DATA TO EXAMINE –

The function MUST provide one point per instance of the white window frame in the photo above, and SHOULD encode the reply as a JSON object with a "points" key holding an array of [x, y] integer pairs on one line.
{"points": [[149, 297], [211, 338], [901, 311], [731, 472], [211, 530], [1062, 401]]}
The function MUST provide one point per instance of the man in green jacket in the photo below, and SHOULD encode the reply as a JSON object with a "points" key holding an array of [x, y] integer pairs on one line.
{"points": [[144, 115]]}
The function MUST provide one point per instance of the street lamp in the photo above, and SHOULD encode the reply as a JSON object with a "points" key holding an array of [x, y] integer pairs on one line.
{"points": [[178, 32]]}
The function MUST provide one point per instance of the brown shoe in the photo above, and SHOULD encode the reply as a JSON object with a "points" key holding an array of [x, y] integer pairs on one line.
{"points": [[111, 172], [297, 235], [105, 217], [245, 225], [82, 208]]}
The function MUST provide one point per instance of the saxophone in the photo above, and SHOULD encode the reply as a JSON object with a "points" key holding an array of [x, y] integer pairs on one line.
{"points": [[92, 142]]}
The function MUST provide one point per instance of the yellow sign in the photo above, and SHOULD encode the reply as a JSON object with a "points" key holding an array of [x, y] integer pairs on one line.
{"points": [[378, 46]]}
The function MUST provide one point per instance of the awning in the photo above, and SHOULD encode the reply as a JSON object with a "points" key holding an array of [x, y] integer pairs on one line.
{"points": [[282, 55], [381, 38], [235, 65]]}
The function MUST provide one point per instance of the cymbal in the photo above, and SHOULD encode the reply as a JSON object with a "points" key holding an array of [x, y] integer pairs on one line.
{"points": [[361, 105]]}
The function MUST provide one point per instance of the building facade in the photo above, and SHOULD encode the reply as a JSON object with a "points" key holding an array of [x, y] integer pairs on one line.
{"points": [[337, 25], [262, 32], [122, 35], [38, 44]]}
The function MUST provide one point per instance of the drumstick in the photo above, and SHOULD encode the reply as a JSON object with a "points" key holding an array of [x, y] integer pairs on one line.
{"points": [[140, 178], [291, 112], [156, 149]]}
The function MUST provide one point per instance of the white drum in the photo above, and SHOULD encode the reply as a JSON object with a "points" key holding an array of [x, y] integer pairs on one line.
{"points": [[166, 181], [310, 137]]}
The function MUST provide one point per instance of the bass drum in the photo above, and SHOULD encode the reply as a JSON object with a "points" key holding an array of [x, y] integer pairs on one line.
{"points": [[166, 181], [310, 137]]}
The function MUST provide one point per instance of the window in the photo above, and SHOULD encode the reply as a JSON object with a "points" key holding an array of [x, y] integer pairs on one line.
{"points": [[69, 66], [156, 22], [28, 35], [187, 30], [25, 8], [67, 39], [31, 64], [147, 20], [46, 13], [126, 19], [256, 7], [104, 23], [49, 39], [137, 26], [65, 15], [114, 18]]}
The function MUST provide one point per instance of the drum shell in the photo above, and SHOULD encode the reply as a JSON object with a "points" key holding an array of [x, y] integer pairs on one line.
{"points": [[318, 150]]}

WORK TO BE COMPLETED –
Restate the data word for word.

RESPONSE TO THE TASK –
The function MUST provide one point per instance of the white window frame in the photo above, and SHOULD encode the reply as a JSON object with a "points" key holding an array of [x, y] integer pairs on one line.
{"points": [[149, 297], [211, 338], [901, 311], [731, 472], [211, 530], [1062, 401]]}
The function MUST provide one point per instance of the man in green jacket in the photo below, and SHOULD encode the reply as a JSON object with a "points" key holding an array of [x, y] integer pairs on one line.
{"points": [[144, 115]]}
The function MUST provide one point per instance of the street lamp in the photo above, and SHOULD encode the reply as a JSON object with a "points" key holding an array of [x, y] integer pairs on one line.
{"points": [[178, 32]]}
The function MUST provide one point per instance of the brown shoe in the photo above, and SHOULD encode the reply as a JSON object with a "points" key holding an array of [x, y] integer pairs on one line.
{"points": [[111, 172], [297, 235], [105, 217], [245, 225], [82, 208]]}
The function MUST provide one point per instance of the saxophone in the photo above, and SHOULD encode the reply as a JSON object with a "points" key holding an array of [x, y] integer pairs on one line.
{"points": [[92, 142]]}
The function MUST provide one point per instance of the yellow sign in the photo above, and SHOULD encode the reply as a JSON object with a "points" key holding an array of [x, y] integer pairs on one line.
{"points": [[378, 46]]}
The function MUST provide one point per instance of the awning in the photo above, and SHOULD encode the reply as a JSON object with a "points" key holding an array of [x, y] integer pairs on one line.
{"points": [[282, 55], [381, 38], [235, 65]]}
The function MUST provide one point per instance of the cymbal in the photo above, and SHOULD encode the reply as a JSON object with a "points" key holding an array of [x, y] integer pairs on one line.
{"points": [[361, 105]]}
The function MUST provide one point per instance of the building facade in the photo above, and SHOULD encode the reply as a JSON object with a "points" key holding an array of [x, y] integer pairs on one line.
{"points": [[337, 25], [262, 32], [122, 35], [38, 44]]}
The function MUST provide one point per instance of the drumstick in the photo above, and SHOULD encode the reply as a JSON object with a "points" key holding an array of [x, y] integer pairs on one line.
{"points": [[140, 178], [291, 112], [156, 149]]}
The function MUST provide one point per instance of the white drum in the photo above, and SHOULD encode the reply as a JSON object with a "points" key holding an array of [x, y] integer pairs on one line.
{"points": [[166, 181], [310, 137]]}
The function MUST provide one point per instance of the bass drum in the photo above, and SHOULD encode the reply as a JSON object with a "points" key holding an array of [x, y] integer pairs on one line.
{"points": [[166, 181], [310, 137]]}
The function MUST provide one point per instance of the window in the photo above, and SHOULD encode the reply as a JSON object with a "points" key holding an array of [x, y] integer pairs on one line.
{"points": [[69, 66], [156, 22], [28, 35], [187, 30], [25, 8], [67, 39], [31, 64], [147, 20], [46, 13], [126, 19], [256, 7], [104, 23], [49, 39], [137, 26], [65, 15], [114, 18]]}
The function MUST provide one point per instance of the drum shell in the photo above, and SHOULD encode the reply as a JSON object with a "points" key holding an array of [x, y] integer pairs on one line.
{"points": [[318, 150]]}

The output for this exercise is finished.